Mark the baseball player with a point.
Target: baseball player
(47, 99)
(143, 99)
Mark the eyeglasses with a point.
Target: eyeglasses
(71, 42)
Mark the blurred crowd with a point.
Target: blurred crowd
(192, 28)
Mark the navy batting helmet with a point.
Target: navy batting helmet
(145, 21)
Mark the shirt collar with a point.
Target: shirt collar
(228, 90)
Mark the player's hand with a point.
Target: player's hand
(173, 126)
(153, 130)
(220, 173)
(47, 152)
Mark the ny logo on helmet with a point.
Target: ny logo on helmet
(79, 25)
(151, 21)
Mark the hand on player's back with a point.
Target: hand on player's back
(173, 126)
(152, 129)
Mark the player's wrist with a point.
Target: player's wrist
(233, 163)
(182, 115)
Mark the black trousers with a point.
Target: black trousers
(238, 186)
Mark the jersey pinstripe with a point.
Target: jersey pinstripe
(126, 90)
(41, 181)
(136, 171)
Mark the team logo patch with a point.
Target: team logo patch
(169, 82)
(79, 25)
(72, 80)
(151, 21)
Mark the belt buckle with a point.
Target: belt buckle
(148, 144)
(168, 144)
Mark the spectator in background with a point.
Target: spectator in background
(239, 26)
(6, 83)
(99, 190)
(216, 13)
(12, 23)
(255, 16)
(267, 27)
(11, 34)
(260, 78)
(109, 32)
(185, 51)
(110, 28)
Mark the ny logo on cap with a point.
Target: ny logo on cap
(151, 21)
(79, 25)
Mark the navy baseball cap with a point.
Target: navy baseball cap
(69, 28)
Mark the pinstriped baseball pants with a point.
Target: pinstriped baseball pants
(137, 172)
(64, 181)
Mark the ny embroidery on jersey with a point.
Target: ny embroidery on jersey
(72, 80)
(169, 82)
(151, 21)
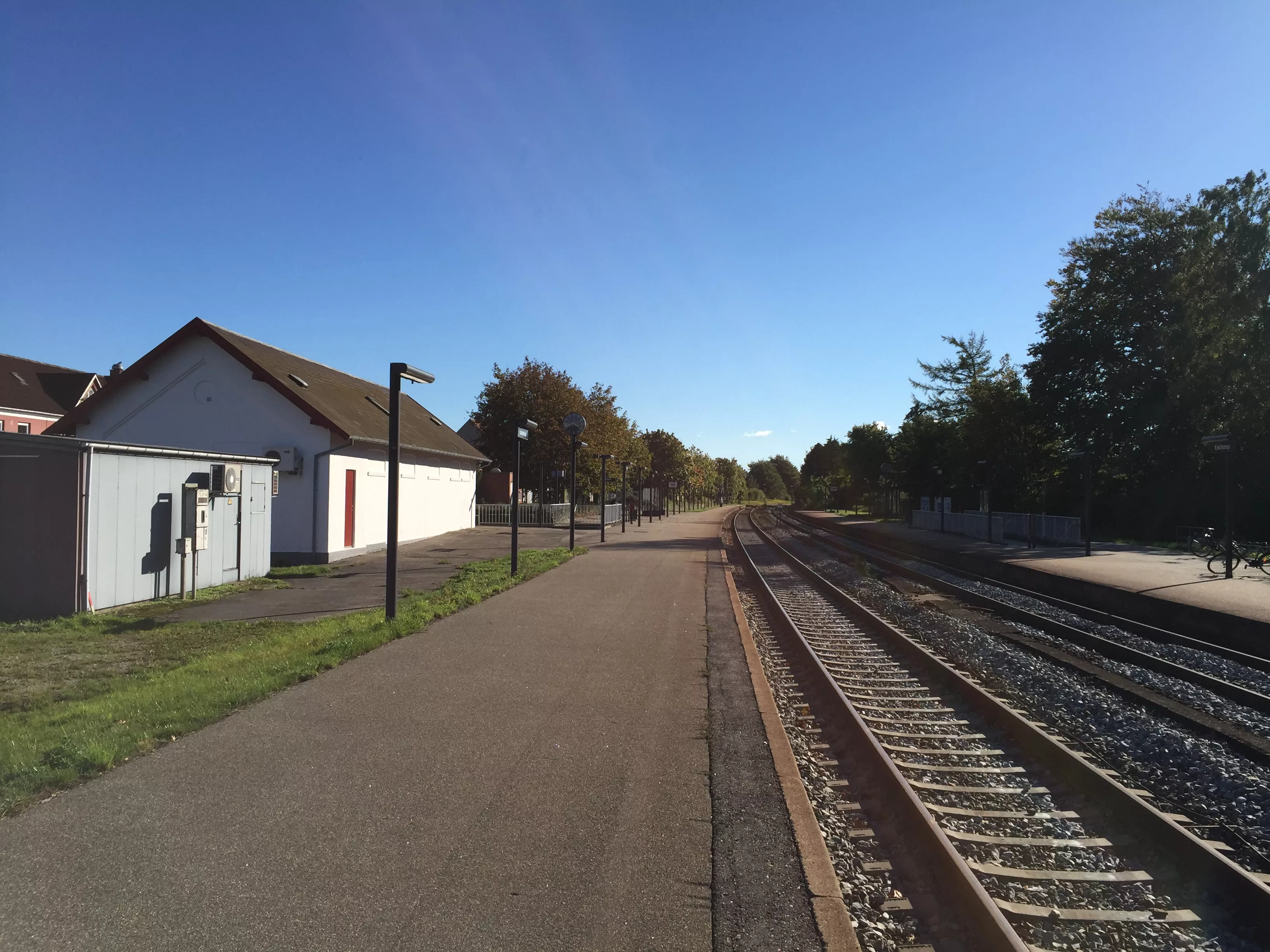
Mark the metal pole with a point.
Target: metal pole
(516, 502)
(1230, 520)
(394, 485)
(573, 486)
(1089, 500)
(604, 494)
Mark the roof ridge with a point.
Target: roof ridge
(290, 354)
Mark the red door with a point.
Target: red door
(350, 506)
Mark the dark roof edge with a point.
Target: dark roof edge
(197, 327)
(37, 439)
(421, 450)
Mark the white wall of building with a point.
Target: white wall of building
(200, 398)
(437, 495)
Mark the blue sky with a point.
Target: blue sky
(749, 219)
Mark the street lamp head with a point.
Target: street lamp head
(574, 424)
(412, 374)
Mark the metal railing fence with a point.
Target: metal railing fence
(1051, 530)
(553, 514)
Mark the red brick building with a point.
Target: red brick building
(33, 395)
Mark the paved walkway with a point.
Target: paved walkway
(531, 774)
(359, 583)
(1163, 573)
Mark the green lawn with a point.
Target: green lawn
(81, 695)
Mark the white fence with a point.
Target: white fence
(556, 514)
(1052, 530)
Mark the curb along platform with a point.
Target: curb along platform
(537, 772)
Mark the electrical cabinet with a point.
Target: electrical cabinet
(195, 507)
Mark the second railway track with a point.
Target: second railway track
(1005, 837)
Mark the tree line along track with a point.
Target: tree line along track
(942, 767)
(1239, 737)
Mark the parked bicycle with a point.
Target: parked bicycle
(1255, 555)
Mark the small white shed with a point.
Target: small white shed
(89, 525)
(210, 389)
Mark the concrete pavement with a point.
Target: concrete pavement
(1161, 573)
(531, 774)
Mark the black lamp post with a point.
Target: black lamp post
(573, 424)
(1225, 446)
(604, 489)
(396, 374)
(625, 466)
(523, 433)
(1089, 494)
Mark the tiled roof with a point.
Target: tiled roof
(347, 405)
(41, 388)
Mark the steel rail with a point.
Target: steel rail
(967, 917)
(1151, 633)
(1052, 626)
(1197, 873)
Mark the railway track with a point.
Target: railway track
(1004, 836)
(1240, 737)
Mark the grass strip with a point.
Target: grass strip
(54, 746)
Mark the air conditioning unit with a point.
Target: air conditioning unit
(226, 479)
(289, 460)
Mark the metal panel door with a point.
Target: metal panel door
(258, 514)
(350, 507)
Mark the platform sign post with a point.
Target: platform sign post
(573, 424)
(1223, 446)
(939, 471)
(398, 372)
(1089, 494)
(523, 433)
(625, 466)
(604, 489)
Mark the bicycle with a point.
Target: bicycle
(1254, 555)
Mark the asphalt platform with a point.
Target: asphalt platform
(1160, 573)
(562, 767)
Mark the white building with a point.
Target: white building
(206, 388)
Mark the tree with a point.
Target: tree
(764, 475)
(789, 475)
(540, 393)
(948, 381)
(867, 450)
(731, 478)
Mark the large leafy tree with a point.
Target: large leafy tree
(764, 475)
(540, 393)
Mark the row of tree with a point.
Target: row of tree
(545, 395)
(1158, 334)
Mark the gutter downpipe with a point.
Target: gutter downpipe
(84, 595)
(317, 470)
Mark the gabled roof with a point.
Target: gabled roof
(348, 407)
(42, 388)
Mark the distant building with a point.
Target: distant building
(210, 389)
(35, 395)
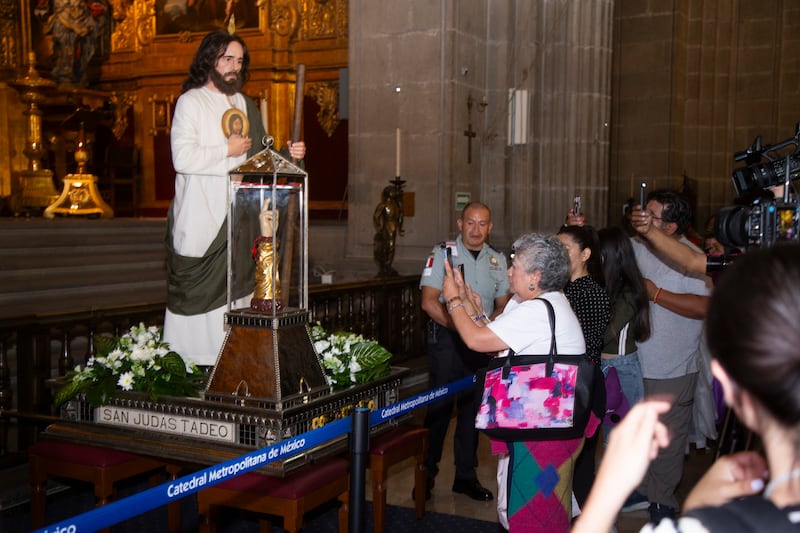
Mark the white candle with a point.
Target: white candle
(397, 154)
(264, 114)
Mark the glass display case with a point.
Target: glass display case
(267, 236)
(267, 359)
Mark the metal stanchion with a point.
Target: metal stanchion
(359, 454)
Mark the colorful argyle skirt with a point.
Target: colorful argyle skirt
(540, 485)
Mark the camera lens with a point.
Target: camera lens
(733, 225)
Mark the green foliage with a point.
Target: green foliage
(139, 361)
(349, 358)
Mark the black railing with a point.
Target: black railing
(34, 349)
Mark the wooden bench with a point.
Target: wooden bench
(102, 467)
(290, 497)
(388, 449)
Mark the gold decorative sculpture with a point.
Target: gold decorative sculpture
(388, 223)
(80, 196)
(265, 253)
(37, 191)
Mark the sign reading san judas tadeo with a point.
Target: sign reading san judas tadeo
(166, 423)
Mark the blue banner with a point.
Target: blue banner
(124, 509)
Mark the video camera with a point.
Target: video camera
(767, 220)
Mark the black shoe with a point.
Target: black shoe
(658, 511)
(428, 489)
(635, 502)
(473, 489)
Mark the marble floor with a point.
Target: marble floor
(443, 500)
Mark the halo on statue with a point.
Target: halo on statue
(235, 121)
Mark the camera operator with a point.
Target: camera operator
(688, 258)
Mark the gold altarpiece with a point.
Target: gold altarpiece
(148, 59)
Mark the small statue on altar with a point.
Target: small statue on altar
(388, 222)
(76, 26)
(265, 254)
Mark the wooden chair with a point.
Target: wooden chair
(102, 467)
(390, 448)
(290, 497)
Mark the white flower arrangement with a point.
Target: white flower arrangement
(349, 358)
(139, 361)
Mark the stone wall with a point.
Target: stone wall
(454, 64)
(694, 82)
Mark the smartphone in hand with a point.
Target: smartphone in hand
(643, 194)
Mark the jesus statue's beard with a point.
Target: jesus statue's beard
(226, 86)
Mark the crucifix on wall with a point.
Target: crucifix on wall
(469, 133)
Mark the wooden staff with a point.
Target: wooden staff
(292, 206)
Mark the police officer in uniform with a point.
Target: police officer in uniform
(449, 359)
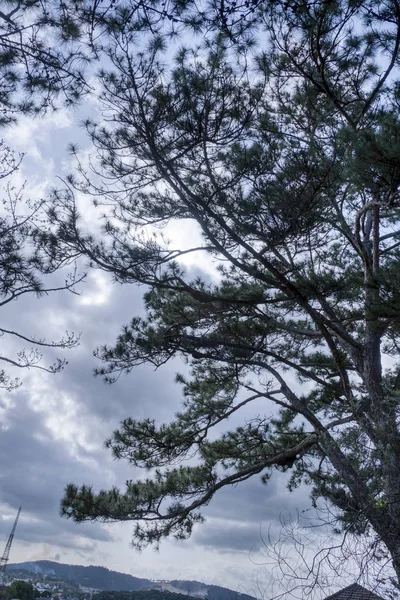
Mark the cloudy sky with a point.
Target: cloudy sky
(53, 427)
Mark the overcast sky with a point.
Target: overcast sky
(53, 428)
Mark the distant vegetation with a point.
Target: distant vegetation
(140, 595)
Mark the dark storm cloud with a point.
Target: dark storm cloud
(36, 465)
(229, 536)
(35, 469)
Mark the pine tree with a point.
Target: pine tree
(282, 144)
(26, 269)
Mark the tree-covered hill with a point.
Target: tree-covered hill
(119, 586)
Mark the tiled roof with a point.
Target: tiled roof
(354, 592)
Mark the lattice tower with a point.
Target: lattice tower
(6, 553)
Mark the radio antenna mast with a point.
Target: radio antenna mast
(6, 553)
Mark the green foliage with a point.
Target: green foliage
(21, 590)
(140, 595)
(280, 142)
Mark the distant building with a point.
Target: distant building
(354, 592)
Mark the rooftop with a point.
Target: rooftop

▶ **WHAT THE EXERCISE ASKS**
Print nothing but the lines from the line with "Mark the pine tree with a point." to the last line of the records above. Both of those lines count.

▶ **REPLY TO THE EXERCISE**
Mark the pine tree with a point.
Target: pine tree
(282, 144)
(26, 269)
Mark the tree-covered hill with a point.
Target: tree-covered hill
(119, 586)
Mark the tiled roof with a point.
Target: tiled roof
(354, 592)
Mark the lattice tower with a point.
Target: lattice tower
(6, 553)
Mark the radio antenna mast with a point.
Target: radio antenna mast
(6, 553)
Mark the green foliage with a point.
Target: green foliage
(21, 590)
(140, 595)
(280, 142)
Mark the distant building with a point.
Target: distant building
(354, 592)
Mark the rooftop with a point.
Target: rooftop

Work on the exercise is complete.